Reply with every entry, repeated exactly as given.

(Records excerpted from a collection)
▼▼▼

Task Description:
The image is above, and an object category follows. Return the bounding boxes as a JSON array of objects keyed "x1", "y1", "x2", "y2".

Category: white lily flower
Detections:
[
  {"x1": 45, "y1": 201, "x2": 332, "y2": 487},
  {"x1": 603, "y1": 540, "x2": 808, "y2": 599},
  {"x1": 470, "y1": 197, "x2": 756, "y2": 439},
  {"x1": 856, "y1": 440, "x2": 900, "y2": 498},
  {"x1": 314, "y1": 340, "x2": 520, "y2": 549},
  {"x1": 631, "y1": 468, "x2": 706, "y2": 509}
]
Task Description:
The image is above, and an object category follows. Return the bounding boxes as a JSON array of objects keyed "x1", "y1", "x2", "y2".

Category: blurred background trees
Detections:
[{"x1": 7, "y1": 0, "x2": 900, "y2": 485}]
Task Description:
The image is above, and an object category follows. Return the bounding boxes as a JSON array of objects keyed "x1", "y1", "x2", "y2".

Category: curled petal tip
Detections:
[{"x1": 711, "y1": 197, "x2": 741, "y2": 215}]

▲▲▲

# Reply to the task
Task Description:
The image is above, and an object category follows. Return the bounding boxes as a JSON array of objects keyed "x1", "y1", "x2", "y2".

Category: white lily flower
Detections:
[
  {"x1": 45, "y1": 201, "x2": 332, "y2": 487},
  {"x1": 603, "y1": 540, "x2": 808, "y2": 599},
  {"x1": 470, "y1": 197, "x2": 756, "y2": 439},
  {"x1": 856, "y1": 440, "x2": 900, "y2": 498},
  {"x1": 314, "y1": 340, "x2": 520, "y2": 549},
  {"x1": 631, "y1": 468, "x2": 706, "y2": 509}
]
Task Description:
The image is above, and an object category follows. Return the bounding boxes as a JSON array of objects keyed "x1", "y1", "x2", "y2".

Category: blurred background trees
Detections:
[{"x1": 7, "y1": 0, "x2": 900, "y2": 485}]
Task Description:
The image is above, and an object category follows. Return the bounding boxes as a JSON array of objects keyed "x1", "y1", "x2", "y2".

Category: curled petal tip
Detections:
[{"x1": 711, "y1": 197, "x2": 741, "y2": 215}]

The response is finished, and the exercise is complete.